▶ [REQUIRED WORK]:
From the line containing "Target: weathered wood plank" down to the last line of the entries, print each line exactly and leave the pictures out.

::::::::

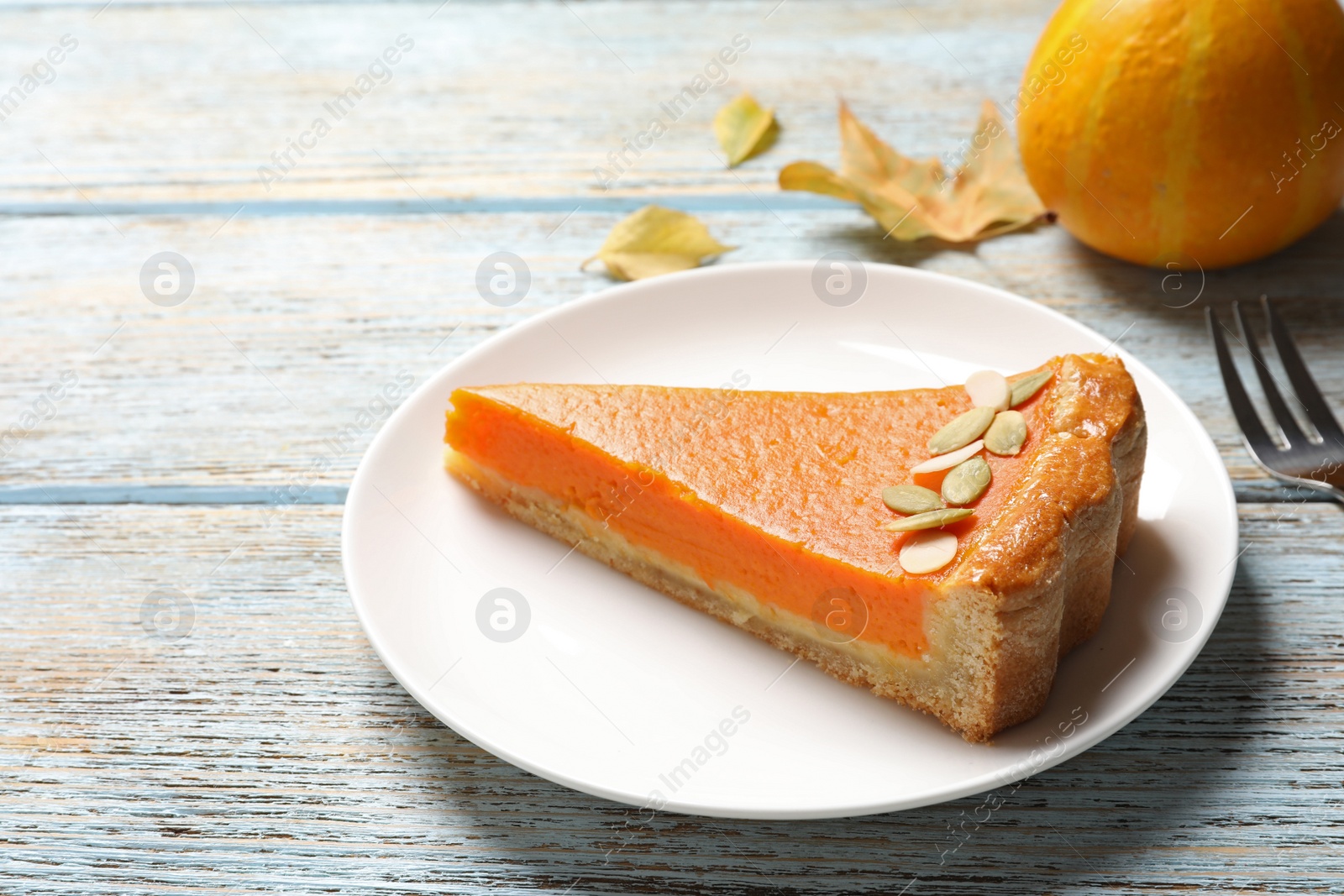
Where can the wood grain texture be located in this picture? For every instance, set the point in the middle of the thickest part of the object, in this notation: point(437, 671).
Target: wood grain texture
point(269, 750)
point(512, 98)
point(296, 322)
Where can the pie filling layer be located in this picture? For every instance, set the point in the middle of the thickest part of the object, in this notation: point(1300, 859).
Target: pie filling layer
point(726, 485)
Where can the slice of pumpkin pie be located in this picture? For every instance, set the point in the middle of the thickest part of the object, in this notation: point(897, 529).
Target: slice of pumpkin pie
point(941, 547)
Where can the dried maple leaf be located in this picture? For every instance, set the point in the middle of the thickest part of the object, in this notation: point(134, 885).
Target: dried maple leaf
point(745, 129)
point(911, 199)
point(656, 241)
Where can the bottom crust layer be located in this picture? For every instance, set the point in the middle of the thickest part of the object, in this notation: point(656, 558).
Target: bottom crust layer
point(960, 680)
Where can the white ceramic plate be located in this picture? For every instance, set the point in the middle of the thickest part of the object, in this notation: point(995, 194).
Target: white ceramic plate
point(617, 691)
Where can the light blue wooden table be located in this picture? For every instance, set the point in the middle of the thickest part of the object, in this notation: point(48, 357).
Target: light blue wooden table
point(187, 703)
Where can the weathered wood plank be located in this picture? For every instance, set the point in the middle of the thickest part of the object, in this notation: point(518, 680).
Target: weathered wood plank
point(268, 748)
point(494, 98)
point(296, 322)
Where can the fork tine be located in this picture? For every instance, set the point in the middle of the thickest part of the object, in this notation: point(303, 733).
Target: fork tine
point(1287, 423)
point(1317, 411)
point(1242, 407)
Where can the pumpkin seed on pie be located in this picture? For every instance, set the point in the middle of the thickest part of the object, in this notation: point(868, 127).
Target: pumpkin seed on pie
point(963, 430)
point(1007, 434)
point(911, 499)
point(967, 481)
point(931, 520)
point(1028, 385)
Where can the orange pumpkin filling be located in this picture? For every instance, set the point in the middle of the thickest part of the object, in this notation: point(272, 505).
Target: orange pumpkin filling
point(772, 493)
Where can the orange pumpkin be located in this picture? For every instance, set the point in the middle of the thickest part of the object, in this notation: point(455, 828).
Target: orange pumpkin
point(1187, 134)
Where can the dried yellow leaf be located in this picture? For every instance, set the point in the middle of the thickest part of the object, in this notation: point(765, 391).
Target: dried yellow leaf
point(911, 199)
point(656, 241)
point(745, 129)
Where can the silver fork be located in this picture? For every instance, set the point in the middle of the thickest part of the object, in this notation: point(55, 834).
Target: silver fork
point(1304, 459)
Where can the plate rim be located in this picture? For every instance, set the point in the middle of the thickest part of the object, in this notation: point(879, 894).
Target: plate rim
point(963, 788)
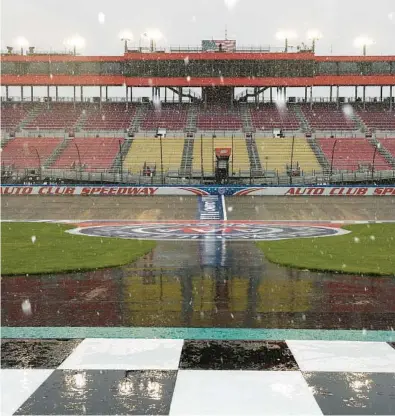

::::::::

▶ [WRITTEN ANSWER]:
Target: weathered wood plank
point(268, 748)
point(494, 98)
point(296, 322)
Where can the fork tine be located in this picture? For every instance, set the point in the middle of the thickest part of the object, in this notation: point(303, 733).
Target: fork tine
point(1287, 423)
point(1317, 411)
point(1242, 407)
Where can the pumpkin seed on pie be located in this picture? For every instance, set the point in the middle of the thickest part of the object, in this notation: point(868, 127).
Target: pumpkin seed on pie
point(963, 430)
point(1007, 434)
point(911, 499)
point(967, 481)
point(931, 520)
point(1028, 385)
Where can the orange pumpkin filling be located in this picture? For every instance, set the point in the middle of the thickest part of the object, in this notation: point(272, 505).
Target: orange pumpkin filling
point(772, 493)
Where can the orange pumpkin be located in this picture? For every instance, set the point in the middle of the thickest part of the object, in this notation: point(455, 828).
Target: orange pumpkin
point(1187, 134)
Where can the dried yellow leaf be located in this picture? For every instance, set the point in the middle of the thickest part of the object, in this notation: point(765, 391).
Target: dried yellow leaf
point(911, 199)
point(656, 241)
point(745, 129)
Where can the silver fork be located in this picture? For every instance, set the point in the middle of the thickest part of the object, in this notation: point(55, 834).
Target: silver fork
point(1304, 459)
Where can the plate rim be located in this picture? For every instance, set the point in the middle of the thickest part of the object, in this notation: point(879, 894).
Target: plate rim
point(963, 788)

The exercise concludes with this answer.